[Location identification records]

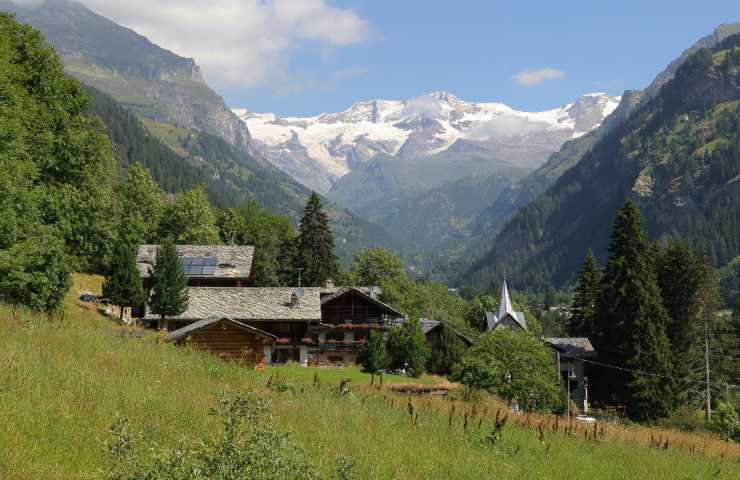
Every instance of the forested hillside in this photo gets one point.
(677, 156)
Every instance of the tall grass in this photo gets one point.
(64, 380)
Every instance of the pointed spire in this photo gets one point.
(504, 305)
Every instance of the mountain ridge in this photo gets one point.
(319, 150)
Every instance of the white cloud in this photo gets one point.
(532, 78)
(238, 43)
(425, 106)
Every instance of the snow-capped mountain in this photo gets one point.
(318, 150)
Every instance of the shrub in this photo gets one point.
(514, 366)
(249, 447)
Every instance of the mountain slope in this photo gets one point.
(677, 156)
(572, 151)
(200, 140)
(149, 80)
(319, 150)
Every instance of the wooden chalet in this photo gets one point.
(226, 338)
(315, 325)
(569, 354)
(433, 330)
(205, 265)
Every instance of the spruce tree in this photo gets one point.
(583, 308)
(169, 291)
(374, 357)
(123, 285)
(631, 323)
(316, 245)
(447, 353)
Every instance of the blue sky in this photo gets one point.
(474, 48)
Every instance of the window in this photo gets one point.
(336, 336)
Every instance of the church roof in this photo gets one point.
(505, 309)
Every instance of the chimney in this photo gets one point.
(295, 297)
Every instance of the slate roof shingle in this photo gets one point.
(573, 346)
(187, 330)
(249, 303)
(234, 261)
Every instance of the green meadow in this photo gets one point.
(65, 379)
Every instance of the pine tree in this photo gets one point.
(374, 356)
(631, 322)
(679, 281)
(169, 292)
(316, 245)
(447, 353)
(123, 285)
(583, 308)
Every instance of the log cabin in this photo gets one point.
(312, 325)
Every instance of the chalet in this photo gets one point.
(570, 354)
(433, 329)
(205, 265)
(226, 338)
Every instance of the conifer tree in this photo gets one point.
(123, 285)
(316, 245)
(631, 323)
(449, 352)
(374, 356)
(169, 291)
(583, 308)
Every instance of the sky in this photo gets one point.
(305, 57)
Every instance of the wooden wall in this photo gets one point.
(228, 341)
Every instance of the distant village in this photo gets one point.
(309, 326)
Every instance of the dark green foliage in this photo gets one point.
(447, 353)
(133, 144)
(374, 357)
(35, 272)
(374, 266)
(631, 322)
(316, 245)
(583, 308)
(475, 311)
(249, 446)
(675, 156)
(169, 296)
(408, 347)
(273, 237)
(514, 366)
(54, 174)
(123, 285)
(141, 205)
(190, 219)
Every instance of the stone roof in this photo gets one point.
(572, 346)
(249, 303)
(366, 292)
(234, 261)
(187, 330)
(260, 303)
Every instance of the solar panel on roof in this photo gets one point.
(199, 265)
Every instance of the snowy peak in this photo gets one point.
(319, 150)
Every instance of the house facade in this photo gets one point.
(569, 353)
(311, 325)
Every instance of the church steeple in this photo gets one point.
(504, 304)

# [Given instruction]
Starting at the line that contains "Every instance of the snowy" and running through the last line of the records, give each line as one string in a JSON list, with blank lines left out.

# [Exercise solution]
[
  "Every instance of the snowy peak in this photo gets one point.",
  "(319, 150)",
  "Every instance of the house facade in this photo gets one point.",
  "(569, 353)",
  "(311, 325)",
  "Every instance of the church steeple in this photo gets one point.",
  "(504, 304)"
]